- _Given exercise A_: Rewrite the rows between the line holding "the bike rear" and the end of the rows, inclusive, replacing "scouting record" with "survey log" and changing nothing else. Leave the pictures out of your answer.

- _Selected excerpt_:
The upshot of it is that the time taken to find a piece of text that will produce the same md5 checksum is cut from a notional "few million years" to "a few days".

What seems to have been over looked is that there is no guarentee that the piece of text with the same checksum, is the same as the text that produced the checksum that is being attacked. In fact, it is most unlikely to be so.

It is fairly obvious that any hashing algorithm that is used to map any number of arbitrary length pieces of data to some fixed size number, will produce collisions--lots of them. In fact, an infinite number of collisions!

But in order to 'crack' a given checksum, you don't need to find a piece of text that produces the sort after checksum. You need to find the piece that was used to produce the sort after checksum.

That means you need to produce every piece of text that can produce the given checksum, and then decide which of that (infinite number of possibles), is the piece that your trying to decode.

The only real risk with using md5 is that it is possible that you might generate the same checksum from two concurrently active sessions (or other use).

- _Dataset rows_:
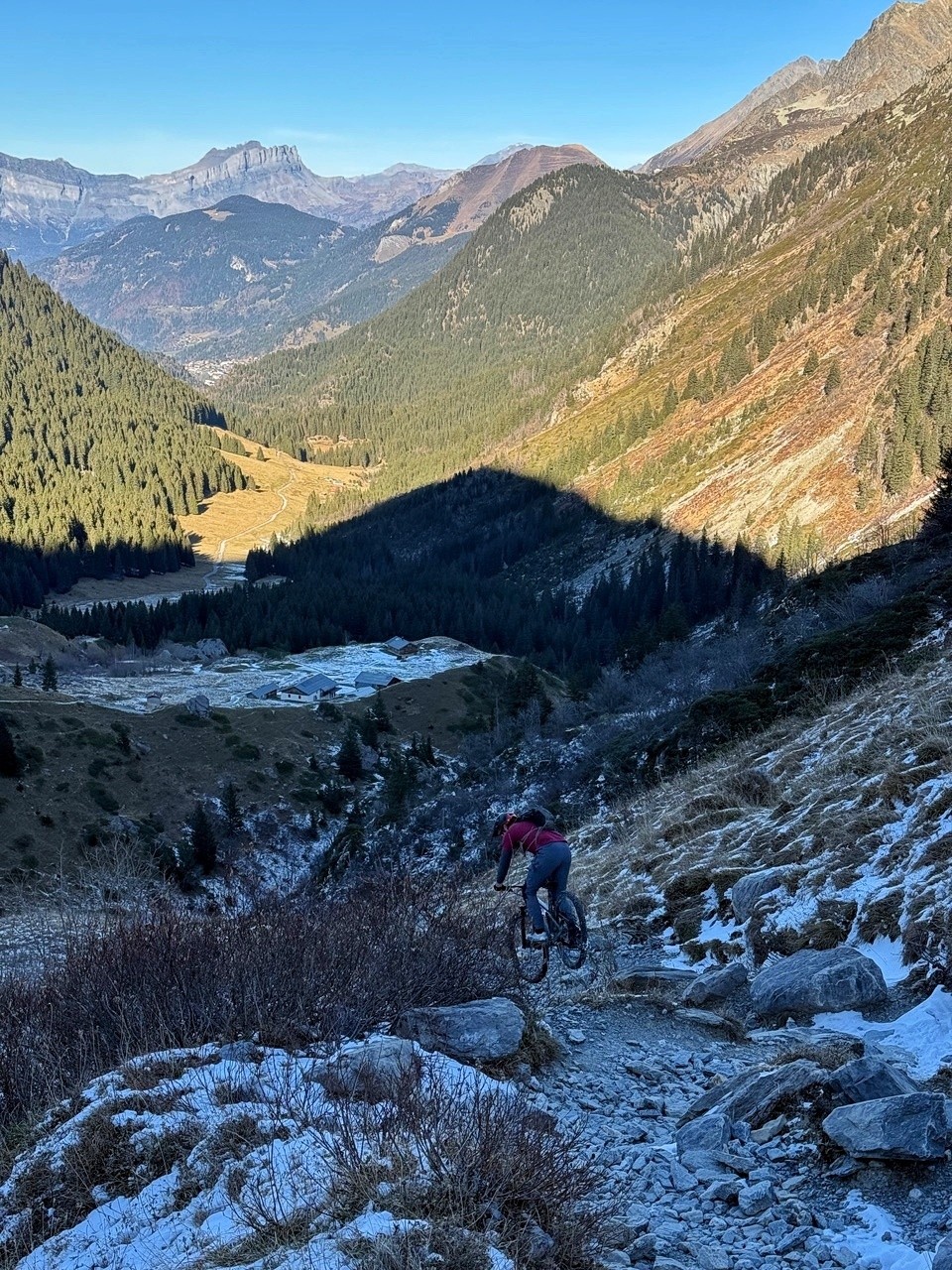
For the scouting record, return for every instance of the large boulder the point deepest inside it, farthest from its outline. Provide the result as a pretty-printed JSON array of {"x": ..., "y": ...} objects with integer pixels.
[
  {"x": 480, "y": 1032},
  {"x": 910, "y": 1127},
  {"x": 753, "y": 1096},
  {"x": 705, "y": 1137},
  {"x": 869, "y": 1079},
  {"x": 817, "y": 979},
  {"x": 370, "y": 1070},
  {"x": 633, "y": 975},
  {"x": 211, "y": 649},
  {"x": 716, "y": 984},
  {"x": 748, "y": 892}
]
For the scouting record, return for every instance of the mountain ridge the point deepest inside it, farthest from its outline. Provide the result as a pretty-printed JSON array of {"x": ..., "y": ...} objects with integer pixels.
[
  {"x": 49, "y": 203},
  {"x": 245, "y": 277},
  {"x": 806, "y": 102}
]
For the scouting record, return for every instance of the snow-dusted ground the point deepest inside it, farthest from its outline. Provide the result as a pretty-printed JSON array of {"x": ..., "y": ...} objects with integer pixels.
[
  {"x": 229, "y": 681},
  {"x": 921, "y": 1038},
  {"x": 214, "y": 1156}
]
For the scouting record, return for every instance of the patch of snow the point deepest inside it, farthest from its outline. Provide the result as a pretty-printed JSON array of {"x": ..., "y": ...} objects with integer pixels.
[
  {"x": 719, "y": 929},
  {"x": 923, "y": 1034},
  {"x": 878, "y": 1236},
  {"x": 229, "y": 681},
  {"x": 888, "y": 953}
]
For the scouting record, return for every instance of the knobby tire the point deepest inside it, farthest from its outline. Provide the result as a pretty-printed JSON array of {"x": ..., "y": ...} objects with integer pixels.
[{"x": 531, "y": 960}]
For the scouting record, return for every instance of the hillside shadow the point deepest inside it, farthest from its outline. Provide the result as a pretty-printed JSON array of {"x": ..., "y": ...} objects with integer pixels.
[{"x": 497, "y": 561}]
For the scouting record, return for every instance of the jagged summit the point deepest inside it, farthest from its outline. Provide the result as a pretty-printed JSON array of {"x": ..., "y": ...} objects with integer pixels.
[
  {"x": 807, "y": 100},
  {"x": 50, "y": 204}
]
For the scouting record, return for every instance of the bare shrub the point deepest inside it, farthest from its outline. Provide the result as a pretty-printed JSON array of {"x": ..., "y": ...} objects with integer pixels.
[
  {"x": 468, "y": 1157},
  {"x": 289, "y": 971}
]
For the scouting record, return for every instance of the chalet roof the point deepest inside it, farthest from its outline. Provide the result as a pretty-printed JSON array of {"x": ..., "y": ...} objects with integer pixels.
[
  {"x": 375, "y": 680},
  {"x": 263, "y": 691},
  {"x": 316, "y": 683}
]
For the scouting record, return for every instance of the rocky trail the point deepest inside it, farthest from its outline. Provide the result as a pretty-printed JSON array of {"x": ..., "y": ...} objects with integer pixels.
[{"x": 716, "y": 1194}]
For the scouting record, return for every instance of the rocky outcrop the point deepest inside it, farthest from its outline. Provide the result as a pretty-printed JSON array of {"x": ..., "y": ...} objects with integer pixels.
[
  {"x": 869, "y": 1079},
  {"x": 480, "y": 1032},
  {"x": 716, "y": 984},
  {"x": 816, "y": 980},
  {"x": 753, "y": 1096},
  {"x": 807, "y": 102},
  {"x": 370, "y": 1071},
  {"x": 910, "y": 1127},
  {"x": 747, "y": 892},
  {"x": 477, "y": 191}
]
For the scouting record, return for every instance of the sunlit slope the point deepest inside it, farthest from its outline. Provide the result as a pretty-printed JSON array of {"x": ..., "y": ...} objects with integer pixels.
[
  {"x": 800, "y": 394},
  {"x": 484, "y": 347}
]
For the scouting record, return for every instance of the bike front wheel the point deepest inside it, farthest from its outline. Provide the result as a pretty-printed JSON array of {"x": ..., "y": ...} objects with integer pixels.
[
  {"x": 531, "y": 959},
  {"x": 572, "y": 952}
]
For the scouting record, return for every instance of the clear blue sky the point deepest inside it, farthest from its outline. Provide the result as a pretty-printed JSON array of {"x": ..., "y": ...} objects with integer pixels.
[{"x": 127, "y": 86}]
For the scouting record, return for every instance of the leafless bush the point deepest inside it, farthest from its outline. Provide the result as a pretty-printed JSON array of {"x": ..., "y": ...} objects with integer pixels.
[
  {"x": 287, "y": 971},
  {"x": 472, "y": 1157}
]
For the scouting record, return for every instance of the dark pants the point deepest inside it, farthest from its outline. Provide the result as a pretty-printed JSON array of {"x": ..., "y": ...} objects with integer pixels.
[{"x": 549, "y": 867}]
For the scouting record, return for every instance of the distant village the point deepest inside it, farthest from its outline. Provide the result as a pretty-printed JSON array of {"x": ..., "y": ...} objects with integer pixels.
[
  {"x": 320, "y": 688},
  {"x": 312, "y": 688}
]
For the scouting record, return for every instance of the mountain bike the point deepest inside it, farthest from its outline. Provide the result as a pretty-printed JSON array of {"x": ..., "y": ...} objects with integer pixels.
[{"x": 569, "y": 938}]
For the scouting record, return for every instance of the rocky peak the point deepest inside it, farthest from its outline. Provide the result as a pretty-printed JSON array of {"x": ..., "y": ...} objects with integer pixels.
[{"x": 807, "y": 102}]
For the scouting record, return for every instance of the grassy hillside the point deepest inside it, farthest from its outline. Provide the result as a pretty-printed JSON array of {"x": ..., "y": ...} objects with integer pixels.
[
  {"x": 99, "y": 448},
  {"x": 797, "y": 397},
  {"x": 485, "y": 345}
]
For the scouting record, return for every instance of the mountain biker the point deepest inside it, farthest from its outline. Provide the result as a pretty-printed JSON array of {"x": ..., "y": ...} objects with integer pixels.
[{"x": 535, "y": 833}]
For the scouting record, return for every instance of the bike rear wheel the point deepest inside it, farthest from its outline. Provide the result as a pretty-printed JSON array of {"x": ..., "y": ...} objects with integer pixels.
[
  {"x": 572, "y": 955},
  {"x": 531, "y": 959}
]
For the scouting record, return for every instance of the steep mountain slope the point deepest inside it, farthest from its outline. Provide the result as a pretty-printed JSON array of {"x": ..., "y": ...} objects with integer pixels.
[
  {"x": 98, "y": 448},
  {"x": 49, "y": 203},
  {"x": 217, "y": 282},
  {"x": 798, "y": 395},
  {"x": 248, "y": 277},
  {"x": 484, "y": 345},
  {"x": 479, "y": 190},
  {"x": 710, "y": 135},
  {"x": 809, "y": 102}
]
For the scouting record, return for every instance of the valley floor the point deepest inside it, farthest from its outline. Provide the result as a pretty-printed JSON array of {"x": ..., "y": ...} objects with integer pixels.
[{"x": 229, "y": 526}]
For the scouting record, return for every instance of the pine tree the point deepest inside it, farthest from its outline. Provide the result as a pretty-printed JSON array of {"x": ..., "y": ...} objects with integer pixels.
[
  {"x": 869, "y": 449},
  {"x": 368, "y": 730},
  {"x": 204, "y": 843},
  {"x": 231, "y": 808},
  {"x": 938, "y": 517},
  {"x": 380, "y": 714},
  {"x": 349, "y": 762},
  {"x": 10, "y": 765},
  {"x": 51, "y": 680}
]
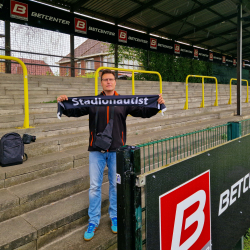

- _Given exercise B_: Translate this sentence from the passage on md5 checksums into Spanish: "It is fairly obvious that any hashing algorithm that is used to map any number of arbitrary length pieces of data to some fixed size number, will produce collisions--lots of them."

- _Exercise result A_:
For the survey log, return for every instance of the bike rear wheel the point deepest inside it, farthest from its outline. Provide the result as a pretty-printed JSON array of {"x": ..., "y": ...} objects with integer pixels.
[
  {"x": 572, "y": 955},
  {"x": 531, "y": 959}
]
For the survey log, return for every instance of the steep mountain slope the point deepest inside it, farthest from its outline. Provide the result as a pretty-printed JSON array of {"x": ..., "y": ...} objects with integer pixels.
[
  {"x": 98, "y": 448},
  {"x": 49, "y": 203},
  {"x": 217, "y": 282},
  {"x": 798, "y": 395},
  {"x": 248, "y": 277},
  {"x": 484, "y": 345},
  {"x": 479, "y": 190},
  {"x": 710, "y": 135},
  {"x": 809, "y": 102}
]
For the survey log, return for every instance of the valley floor the point deepest inside it, farthest from its outline. Provide the result as a pretty-printed JSON array of {"x": ..., "y": ...} objects with integer pixels.
[{"x": 229, "y": 526}]
For the survey log, return for every instance of the pine tree the point deepest inside it, farthest from its outline. Provide the result as a pretty-printed JSON array of {"x": ..., "y": ...} objects with integer pixels.
[
  {"x": 869, "y": 449},
  {"x": 368, "y": 730},
  {"x": 204, "y": 843},
  {"x": 231, "y": 808},
  {"x": 938, "y": 517},
  {"x": 380, "y": 714},
  {"x": 349, "y": 762},
  {"x": 10, "y": 765},
  {"x": 51, "y": 680}
]

- _Exercise result B_: Es bastante evidente que cualquier algoritmo de hash que se utilice para asignar cualquier cantidad de fragmentos de datos de longitud arbitraria a un número de tamaño fijo producirá colisiones, muchísimas.